Locate each line in the items below that contains the word "severed", and copy those lines out. Match case exactly.

→ Material for this task:
>> Start

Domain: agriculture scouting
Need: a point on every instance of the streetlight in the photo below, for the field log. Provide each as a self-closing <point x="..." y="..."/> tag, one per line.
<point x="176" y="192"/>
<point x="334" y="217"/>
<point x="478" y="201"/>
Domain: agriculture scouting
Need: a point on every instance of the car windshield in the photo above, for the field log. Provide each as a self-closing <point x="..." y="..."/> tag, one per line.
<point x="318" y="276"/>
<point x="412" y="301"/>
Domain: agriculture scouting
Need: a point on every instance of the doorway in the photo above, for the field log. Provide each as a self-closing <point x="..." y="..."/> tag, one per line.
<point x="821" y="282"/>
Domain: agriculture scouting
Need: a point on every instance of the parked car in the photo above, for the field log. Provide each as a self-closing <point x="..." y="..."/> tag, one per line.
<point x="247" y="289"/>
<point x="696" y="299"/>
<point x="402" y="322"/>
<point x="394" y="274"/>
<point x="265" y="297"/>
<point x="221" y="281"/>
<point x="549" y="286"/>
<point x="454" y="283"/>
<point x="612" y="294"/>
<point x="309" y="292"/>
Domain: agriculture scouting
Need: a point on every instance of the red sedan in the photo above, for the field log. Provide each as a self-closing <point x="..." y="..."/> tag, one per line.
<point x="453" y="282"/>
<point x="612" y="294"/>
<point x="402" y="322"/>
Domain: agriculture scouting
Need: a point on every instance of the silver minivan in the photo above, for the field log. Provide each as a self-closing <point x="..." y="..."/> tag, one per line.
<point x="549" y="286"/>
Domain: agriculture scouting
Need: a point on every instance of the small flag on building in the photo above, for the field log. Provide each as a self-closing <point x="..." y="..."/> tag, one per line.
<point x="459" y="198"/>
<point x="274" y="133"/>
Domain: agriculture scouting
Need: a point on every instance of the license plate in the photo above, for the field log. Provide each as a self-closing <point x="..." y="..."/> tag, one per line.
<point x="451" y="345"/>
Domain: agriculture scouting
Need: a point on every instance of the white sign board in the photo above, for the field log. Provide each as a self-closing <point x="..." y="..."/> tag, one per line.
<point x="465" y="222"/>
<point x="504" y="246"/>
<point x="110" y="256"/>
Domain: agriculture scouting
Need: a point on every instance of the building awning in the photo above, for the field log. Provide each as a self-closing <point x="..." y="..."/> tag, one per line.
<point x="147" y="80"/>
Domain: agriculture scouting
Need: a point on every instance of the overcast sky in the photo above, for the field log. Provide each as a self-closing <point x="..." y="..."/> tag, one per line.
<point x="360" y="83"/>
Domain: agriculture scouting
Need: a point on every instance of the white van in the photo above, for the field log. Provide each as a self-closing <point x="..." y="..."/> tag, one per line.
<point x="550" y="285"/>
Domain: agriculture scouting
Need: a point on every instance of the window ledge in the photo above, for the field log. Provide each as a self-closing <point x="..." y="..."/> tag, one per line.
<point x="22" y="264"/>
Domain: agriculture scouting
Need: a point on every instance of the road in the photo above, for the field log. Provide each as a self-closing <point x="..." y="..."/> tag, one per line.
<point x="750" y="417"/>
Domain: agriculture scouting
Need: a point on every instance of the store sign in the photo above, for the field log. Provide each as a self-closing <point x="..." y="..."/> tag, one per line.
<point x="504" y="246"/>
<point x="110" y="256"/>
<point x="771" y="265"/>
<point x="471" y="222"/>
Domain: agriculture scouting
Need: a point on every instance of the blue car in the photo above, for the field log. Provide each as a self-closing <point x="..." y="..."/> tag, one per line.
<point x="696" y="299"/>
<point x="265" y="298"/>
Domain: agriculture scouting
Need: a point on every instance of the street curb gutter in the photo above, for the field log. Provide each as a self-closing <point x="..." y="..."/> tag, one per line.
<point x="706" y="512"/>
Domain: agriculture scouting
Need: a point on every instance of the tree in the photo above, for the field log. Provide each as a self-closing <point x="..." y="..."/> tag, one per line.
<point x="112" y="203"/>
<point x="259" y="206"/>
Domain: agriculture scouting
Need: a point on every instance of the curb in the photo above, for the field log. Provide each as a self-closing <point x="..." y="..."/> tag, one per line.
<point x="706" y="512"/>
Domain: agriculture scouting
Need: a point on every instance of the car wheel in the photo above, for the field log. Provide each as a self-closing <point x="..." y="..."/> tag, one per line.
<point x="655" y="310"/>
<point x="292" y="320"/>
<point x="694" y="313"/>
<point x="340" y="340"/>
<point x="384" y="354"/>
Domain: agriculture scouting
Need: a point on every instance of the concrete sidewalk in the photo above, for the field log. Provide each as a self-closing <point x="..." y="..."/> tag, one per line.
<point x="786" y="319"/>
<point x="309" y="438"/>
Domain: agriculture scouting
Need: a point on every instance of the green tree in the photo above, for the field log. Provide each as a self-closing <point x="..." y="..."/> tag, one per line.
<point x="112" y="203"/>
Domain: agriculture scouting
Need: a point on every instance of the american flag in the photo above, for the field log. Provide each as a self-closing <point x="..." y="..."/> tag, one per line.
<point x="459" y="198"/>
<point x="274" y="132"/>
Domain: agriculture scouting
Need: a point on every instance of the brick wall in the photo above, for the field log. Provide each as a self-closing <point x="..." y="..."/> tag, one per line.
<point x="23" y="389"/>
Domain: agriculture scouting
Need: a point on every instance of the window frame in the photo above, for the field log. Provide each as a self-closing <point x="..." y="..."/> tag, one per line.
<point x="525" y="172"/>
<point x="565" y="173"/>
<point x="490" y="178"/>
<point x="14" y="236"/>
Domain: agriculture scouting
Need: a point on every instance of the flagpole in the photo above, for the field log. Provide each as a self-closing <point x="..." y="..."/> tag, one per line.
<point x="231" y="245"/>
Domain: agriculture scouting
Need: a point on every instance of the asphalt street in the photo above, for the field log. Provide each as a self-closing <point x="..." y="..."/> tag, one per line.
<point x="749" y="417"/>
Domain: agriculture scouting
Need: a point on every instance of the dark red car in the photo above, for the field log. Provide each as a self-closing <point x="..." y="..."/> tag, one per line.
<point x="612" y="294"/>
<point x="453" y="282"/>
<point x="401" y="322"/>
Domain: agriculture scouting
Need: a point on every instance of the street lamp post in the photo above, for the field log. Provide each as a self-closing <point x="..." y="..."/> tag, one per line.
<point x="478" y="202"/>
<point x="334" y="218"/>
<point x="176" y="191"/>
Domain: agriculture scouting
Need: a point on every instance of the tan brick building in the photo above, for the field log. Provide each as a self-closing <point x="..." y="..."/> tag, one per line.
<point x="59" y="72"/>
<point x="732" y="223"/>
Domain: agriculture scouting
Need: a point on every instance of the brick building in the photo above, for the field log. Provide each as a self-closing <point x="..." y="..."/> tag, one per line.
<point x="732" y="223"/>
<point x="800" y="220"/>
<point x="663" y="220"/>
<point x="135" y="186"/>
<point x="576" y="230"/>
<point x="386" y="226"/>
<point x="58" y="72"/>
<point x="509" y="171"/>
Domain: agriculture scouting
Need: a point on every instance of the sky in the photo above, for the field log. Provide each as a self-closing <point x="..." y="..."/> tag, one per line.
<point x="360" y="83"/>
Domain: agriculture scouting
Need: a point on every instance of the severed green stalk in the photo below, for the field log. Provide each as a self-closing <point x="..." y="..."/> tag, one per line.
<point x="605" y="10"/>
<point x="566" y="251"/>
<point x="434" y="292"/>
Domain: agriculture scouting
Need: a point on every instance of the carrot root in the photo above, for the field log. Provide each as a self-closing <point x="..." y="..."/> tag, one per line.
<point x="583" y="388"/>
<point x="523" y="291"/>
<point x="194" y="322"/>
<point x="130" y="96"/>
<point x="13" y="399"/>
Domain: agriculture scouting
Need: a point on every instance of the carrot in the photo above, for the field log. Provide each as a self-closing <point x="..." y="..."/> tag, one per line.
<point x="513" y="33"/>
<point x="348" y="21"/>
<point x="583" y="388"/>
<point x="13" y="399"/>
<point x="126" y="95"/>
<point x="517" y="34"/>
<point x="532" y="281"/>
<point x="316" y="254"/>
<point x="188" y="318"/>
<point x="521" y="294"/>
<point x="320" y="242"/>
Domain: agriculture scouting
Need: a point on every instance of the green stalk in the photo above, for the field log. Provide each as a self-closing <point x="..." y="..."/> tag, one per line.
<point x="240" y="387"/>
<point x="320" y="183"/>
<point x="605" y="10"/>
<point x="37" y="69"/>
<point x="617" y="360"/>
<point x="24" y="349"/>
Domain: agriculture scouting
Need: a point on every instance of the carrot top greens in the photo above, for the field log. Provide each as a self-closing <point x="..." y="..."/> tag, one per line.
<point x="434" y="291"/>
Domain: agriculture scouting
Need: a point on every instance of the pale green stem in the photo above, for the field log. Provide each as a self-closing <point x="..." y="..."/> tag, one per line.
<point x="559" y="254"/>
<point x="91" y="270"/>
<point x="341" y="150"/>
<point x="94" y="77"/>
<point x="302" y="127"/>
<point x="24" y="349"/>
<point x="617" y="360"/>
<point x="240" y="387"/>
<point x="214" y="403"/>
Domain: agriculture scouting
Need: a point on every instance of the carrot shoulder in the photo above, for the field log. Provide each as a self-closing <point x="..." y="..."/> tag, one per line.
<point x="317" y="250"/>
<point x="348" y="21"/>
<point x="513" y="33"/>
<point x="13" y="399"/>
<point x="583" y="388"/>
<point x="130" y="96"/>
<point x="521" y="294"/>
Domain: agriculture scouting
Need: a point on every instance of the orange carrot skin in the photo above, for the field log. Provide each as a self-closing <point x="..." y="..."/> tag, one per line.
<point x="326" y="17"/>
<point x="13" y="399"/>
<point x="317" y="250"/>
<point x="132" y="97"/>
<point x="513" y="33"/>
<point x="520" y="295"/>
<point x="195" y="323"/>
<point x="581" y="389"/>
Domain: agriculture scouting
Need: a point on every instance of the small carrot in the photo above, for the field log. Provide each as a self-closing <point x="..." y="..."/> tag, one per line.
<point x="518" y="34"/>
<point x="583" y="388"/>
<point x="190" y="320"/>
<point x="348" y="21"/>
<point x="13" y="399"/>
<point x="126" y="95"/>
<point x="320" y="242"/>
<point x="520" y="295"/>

>> End

→ Exercise result:
Need: a point on every instance of the severed green stalk in the photo below, for the field log. Provide each as a self-closing <point x="..." y="..."/> tag, one per line.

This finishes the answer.